**Requirement**
Your answer must be an exact copy of the entries below, with no pictures in it.

**Records shown**
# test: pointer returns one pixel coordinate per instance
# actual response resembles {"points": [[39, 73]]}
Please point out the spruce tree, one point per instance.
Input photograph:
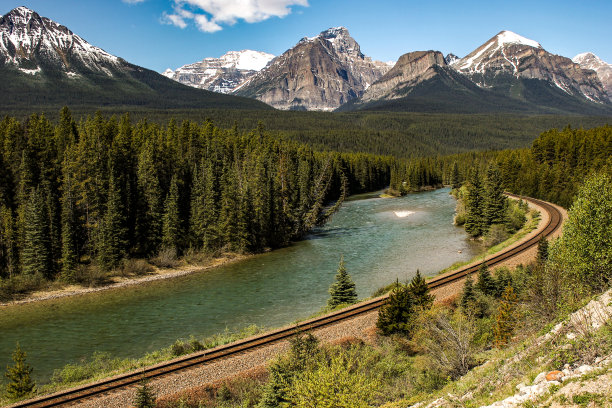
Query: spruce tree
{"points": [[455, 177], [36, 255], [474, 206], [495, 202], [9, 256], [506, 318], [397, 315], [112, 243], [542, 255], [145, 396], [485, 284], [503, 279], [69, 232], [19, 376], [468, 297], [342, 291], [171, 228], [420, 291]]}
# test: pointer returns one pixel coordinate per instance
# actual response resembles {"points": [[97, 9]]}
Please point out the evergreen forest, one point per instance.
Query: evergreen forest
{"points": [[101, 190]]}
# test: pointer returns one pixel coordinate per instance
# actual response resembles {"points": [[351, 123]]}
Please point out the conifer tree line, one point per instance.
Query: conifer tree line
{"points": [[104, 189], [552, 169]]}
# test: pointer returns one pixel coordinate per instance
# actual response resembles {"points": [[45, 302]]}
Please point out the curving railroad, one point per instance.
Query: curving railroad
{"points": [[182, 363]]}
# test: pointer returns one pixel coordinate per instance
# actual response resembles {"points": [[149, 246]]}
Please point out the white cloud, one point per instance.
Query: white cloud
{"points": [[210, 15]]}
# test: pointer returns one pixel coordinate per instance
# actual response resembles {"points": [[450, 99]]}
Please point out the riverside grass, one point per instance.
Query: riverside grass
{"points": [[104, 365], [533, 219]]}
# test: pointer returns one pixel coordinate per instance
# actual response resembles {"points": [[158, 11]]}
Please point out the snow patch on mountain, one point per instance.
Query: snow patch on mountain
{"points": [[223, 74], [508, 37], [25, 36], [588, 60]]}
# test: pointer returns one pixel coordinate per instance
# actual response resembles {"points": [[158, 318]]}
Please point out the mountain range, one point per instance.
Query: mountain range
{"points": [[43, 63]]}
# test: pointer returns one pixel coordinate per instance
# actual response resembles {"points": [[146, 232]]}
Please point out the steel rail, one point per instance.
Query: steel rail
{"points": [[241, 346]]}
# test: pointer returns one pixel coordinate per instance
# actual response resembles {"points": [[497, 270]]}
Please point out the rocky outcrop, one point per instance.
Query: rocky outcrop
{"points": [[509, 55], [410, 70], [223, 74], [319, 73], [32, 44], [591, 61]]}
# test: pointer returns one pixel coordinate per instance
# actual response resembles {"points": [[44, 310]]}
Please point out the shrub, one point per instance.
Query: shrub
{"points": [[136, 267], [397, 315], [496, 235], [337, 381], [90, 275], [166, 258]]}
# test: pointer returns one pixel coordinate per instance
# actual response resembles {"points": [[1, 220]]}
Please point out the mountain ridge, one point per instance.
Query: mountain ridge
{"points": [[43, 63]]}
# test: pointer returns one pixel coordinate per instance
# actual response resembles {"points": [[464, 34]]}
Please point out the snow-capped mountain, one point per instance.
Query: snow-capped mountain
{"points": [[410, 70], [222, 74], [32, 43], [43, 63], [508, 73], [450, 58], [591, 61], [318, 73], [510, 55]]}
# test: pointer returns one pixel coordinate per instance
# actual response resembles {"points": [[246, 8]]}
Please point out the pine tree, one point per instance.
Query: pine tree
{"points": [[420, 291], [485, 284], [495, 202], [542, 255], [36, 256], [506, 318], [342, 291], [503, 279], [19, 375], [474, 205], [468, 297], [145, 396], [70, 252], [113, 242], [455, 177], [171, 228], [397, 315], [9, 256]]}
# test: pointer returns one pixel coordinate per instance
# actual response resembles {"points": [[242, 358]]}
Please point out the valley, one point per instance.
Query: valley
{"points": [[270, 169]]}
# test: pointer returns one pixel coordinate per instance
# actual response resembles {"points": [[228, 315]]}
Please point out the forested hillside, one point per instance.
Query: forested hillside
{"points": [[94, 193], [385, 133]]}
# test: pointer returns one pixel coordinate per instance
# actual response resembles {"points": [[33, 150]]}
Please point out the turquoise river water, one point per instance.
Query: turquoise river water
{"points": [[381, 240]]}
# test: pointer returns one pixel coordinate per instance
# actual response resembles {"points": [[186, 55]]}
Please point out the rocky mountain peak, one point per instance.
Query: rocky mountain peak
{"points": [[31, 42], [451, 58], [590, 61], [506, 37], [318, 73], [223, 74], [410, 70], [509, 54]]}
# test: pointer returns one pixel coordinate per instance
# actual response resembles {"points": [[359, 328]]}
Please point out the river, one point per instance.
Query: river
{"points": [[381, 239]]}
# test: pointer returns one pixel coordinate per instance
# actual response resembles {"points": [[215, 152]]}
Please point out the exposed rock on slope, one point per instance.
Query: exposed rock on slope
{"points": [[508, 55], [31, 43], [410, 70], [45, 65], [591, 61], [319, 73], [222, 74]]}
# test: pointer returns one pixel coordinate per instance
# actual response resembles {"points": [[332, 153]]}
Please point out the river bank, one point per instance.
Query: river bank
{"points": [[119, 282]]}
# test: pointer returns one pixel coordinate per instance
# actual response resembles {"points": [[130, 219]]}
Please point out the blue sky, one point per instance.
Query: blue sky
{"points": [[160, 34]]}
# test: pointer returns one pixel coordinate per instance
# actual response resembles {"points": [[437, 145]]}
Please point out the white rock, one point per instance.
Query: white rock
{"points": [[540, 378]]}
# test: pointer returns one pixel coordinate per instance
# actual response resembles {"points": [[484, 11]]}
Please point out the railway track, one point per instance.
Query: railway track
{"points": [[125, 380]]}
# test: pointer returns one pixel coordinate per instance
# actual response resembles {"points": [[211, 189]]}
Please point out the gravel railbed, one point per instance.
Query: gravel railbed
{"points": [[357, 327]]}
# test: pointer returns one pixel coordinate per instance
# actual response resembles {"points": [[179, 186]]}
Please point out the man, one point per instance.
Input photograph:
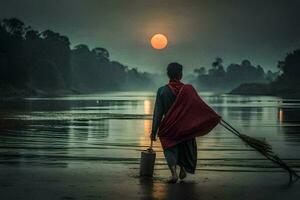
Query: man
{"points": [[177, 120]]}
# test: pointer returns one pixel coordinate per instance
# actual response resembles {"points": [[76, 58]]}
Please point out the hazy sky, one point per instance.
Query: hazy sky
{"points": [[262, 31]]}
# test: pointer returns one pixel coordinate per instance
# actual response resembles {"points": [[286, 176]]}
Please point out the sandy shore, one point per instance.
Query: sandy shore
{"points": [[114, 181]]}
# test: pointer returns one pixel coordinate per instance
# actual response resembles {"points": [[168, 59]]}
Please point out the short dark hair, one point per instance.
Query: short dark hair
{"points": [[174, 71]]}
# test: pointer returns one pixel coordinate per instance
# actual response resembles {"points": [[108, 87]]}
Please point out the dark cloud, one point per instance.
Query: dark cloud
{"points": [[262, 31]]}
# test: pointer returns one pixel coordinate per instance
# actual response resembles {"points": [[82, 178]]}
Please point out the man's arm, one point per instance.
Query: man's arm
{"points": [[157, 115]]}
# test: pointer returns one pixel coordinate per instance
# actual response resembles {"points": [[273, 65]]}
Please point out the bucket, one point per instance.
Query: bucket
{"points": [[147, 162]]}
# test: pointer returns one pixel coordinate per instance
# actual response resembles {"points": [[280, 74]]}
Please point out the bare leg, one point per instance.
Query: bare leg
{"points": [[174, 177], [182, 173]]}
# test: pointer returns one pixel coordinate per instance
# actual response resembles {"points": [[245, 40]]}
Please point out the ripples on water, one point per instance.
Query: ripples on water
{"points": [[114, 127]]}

**Result of this task**
# test: pointer returns one pixel coordinate per instance
# actual response resembles {"points": [[39, 73]]}
Please point out the spruce tree, one point per instance.
Input photograph:
Query: spruce tree
{"points": [[455, 177], [36, 255], [474, 206], [495, 202], [9, 256], [506, 318], [397, 315], [112, 243], [542, 255], [145, 396], [485, 284], [503, 279], [69, 232], [19, 376], [468, 297], [342, 291], [171, 228], [420, 291]]}
# test: pointer returns one pixel coordinate per instance
# actual response resembles {"points": [[97, 9]]}
Please point out the evergreen forest, one point per instance.
Query: evergreen forest
{"points": [[101, 190]]}
# test: pointer returns one pixel coordinate per instance
# actual response resembles {"points": [[351, 123]]}
Please point out the conifer tree line, one point per instance.
Query: conifer tree line
{"points": [[104, 189], [552, 169]]}
# test: pointer returns one pixel coordinate per instance
# actual response resembles {"points": [[45, 302]]}
Please point out the curving railroad, one point per instance.
Query: curving railroad
{"points": [[182, 363]]}
# test: pointer returns one pixel coordinate per instance
# actual response resembles {"points": [[149, 246]]}
Please point out the white cloud, one point per instance.
Query: white cloud
{"points": [[210, 15]]}
# test: pointer returns one pixel coordinate per instance
# actual response resembles {"points": [[450, 99]]}
Please point out the riverside grass, one point per instance.
Query: riverside grass
{"points": [[104, 365], [533, 219]]}
# test: pointer returns one pixel coordinate per instance
# actual response resembles {"points": [[158, 11]]}
Please point out the snow patch on mountain, one point per instance.
Query: snow patch on mountain
{"points": [[223, 74], [508, 37], [25, 36], [588, 60]]}
# test: pointer returns one pixel coordinate per instance
# actual response resembles {"points": [[158, 318]]}
Please point out the mountain range, one point per instance.
Query: mountain range
{"points": [[43, 63]]}
# test: pointer returns one pixel coordinate per instance
# actual response resembles {"points": [[146, 232]]}
Please point out the steel rail, one point per instance.
Query: steel rail
{"points": [[241, 346]]}
# test: pointer returns one pixel coordinate per instance
# actual response resembles {"points": [[497, 270]]}
Please point out the rocky outcrop, one point per instance.
Query: rocky outcrop
{"points": [[509, 55], [410, 70], [223, 74], [319, 73], [32, 44], [591, 61]]}
# test: pointer returns one pixel coordinate per instance
# actual response resembles {"points": [[44, 310]]}
Please point out the shrub, one point per instance.
Query: shrub
{"points": [[136, 267], [397, 315], [496, 235], [337, 381], [90, 275], [166, 258]]}
# test: pointer returns one pixel coordinate per instance
# actual response resembles {"points": [[1, 220]]}
Please point out the mountain ridge, one point per instance.
Query: mountain ridge
{"points": [[43, 63]]}
# test: pointer returns one pixel coordinate per instance
# actual response resembles {"points": [[464, 34]]}
Please point out the snow-capped mountain, one point per instance.
Query: snow-capped mountain
{"points": [[410, 70], [222, 74], [32, 43], [43, 63], [508, 73], [450, 58], [591, 61], [318, 73], [510, 55]]}
# test: pointer returns one pixel coordinate per instance
# actual response resembles {"points": [[246, 8]]}
Please point out the pine tree, one point per instance.
Query: pine tree
{"points": [[420, 291], [485, 284], [495, 202], [542, 255], [36, 256], [506, 318], [342, 291], [503, 279], [19, 375], [474, 205], [468, 297], [145, 396], [70, 252], [113, 242], [455, 177], [171, 228], [397, 315], [9, 256]]}
# test: pointer returns one pixel coordinate per instance
# actual response resembles {"points": [[242, 358]]}
Please point out the valley, one point per instance.
Query: valley
{"points": [[270, 169]]}
# test: pointer returns one pixel coordinate per instance
# actual response resembles {"points": [[228, 315]]}
Please point out the forested hillside, one point per instance.
Query: forested hillside
{"points": [[94, 193], [385, 133]]}
# test: pointer returns one pixel coordinate per instance
# actual response resembles {"points": [[33, 150]]}
Please point out the turquoise river water, one point per instance.
Query: turquoise river water
{"points": [[381, 240]]}
# test: pointer returns one pixel coordinate per instance
# actual response resembles {"points": [[186, 55]]}
Please point out the rocky mountain peak, one point per instance.
Query: rocky mountain peak
{"points": [[31, 42], [451, 58], [590, 61], [506, 37], [318, 73], [223, 74], [410, 70], [509, 54]]}
# test: pointer returns one pixel coordinate per instance
# actual response resembles {"points": [[359, 328]]}
Please point out the river, one point per instance.
Query: river
{"points": [[381, 239]]}
# test: pointer returns one pixel coordinate per instance
# actual response resembles {"points": [[215, 152]]}
Please point out the exposed rock on slope, one point per instance.
Query: exposed rock on slope
{"points": [[508, 55], [31, 43], [410, 70], [45, 65], [591, 61], [319, 73], [222, 74]]}
# test: pointer returns one pixel coordinate per instance
# actual response resembles {"points": [[332, 153]]}
Please point out the river bank, one point per instance.
Query: river bank
{"points": [[119, 282]]}
# test: pointer returns one pixel coordinate per instance
# actual response resembles {"points": [[130, 219]]}
Please point out the blue sky, one point per instance.
Query: blue sky
{"points": [[160, 34]]}
# test: pointer returns one pixel coordinate per instance
# actual response resembles {"points": [[437, 145]]}
Please point out the white rock, one point per instance.
Query: white rock
{"points": [[540, 378]]}
# test: pointer returns one pixel coordinate per instance
# actual response resembles {"points": [[484, 11]]}
Please point out the railway track, one point per instance.
Query: railway track
{"points": [[125, 380]]}
# test: pointer returns one pixel coordinate per instance
# actual response resembles {"points": [[211, 189]]}
Please point out the gravel railbed, one point per instance.
Query: gravel railbed
{"points": [[357, 327]]}
# test: pointer returns one pixel coordinate per instance
# actual response resembles {"points": [[179, 186]]}
Please point out the man, one point per instance.
Input photograph:
Query: man
{"points": [[177, 120]]}
# test: pointer returns one pixel coordinate per instance
# actual response resembles {"points": [[76, 58]]}
Please point out the hazy sky, one point per instance.
Query: hazy sky
{"points": [[262, 31]]}
# test: pointer returns one pixel coordinate per instance
# actual response resembles {"points": [[286, 176]]}
Please point out the sandy shore, one point per instance.
Query: sandy shore
{"points": [[114, 181]]}
# test: pointer returns one pixel coordinate per instance
# actual response resembles {"points": [[168, 59]]}
Please point out the short dark hair, one point per instance.
Query: short dark hair
{"points": [[174, 71]]}
# test: pointer returns one pixel coordinate per instance
# actual response resembles {"points": [[108, 87]]}
Please point out the dark cloud, one point per instance.
Query: dark cloud
{"points": [[262, 31]]}
# test: pointer returns one pixel coordinate per instance
# actual response resembles {"points": [[82, 178]]}
Please point out the man's arm, one point per instance.
Query: man's arm
{"points": [[157, 115]]}
# test: pointer returns one pixel coordinate per instance
# actual response resembles {"points": [[273, 65]]}
Please point out the bucket, one point per instance.
Query: bucket
{"points": [[147, 162]]}
# test: pointer returns one pixel coordinate per instance
# actual response resembles {"points": [[280, 74]]}
Please point out the bare leg, one point per instance.
Query: bare leg
{"points": [[174, 177], [182, 173]]}
# test: pointer returns one pixel coordinate per instance
# actual response resembles {"points": [[245, 40]]}
Please point out the ripples on water, one point per instance.
Query: ripples on water
{"points": [[114, 127]]}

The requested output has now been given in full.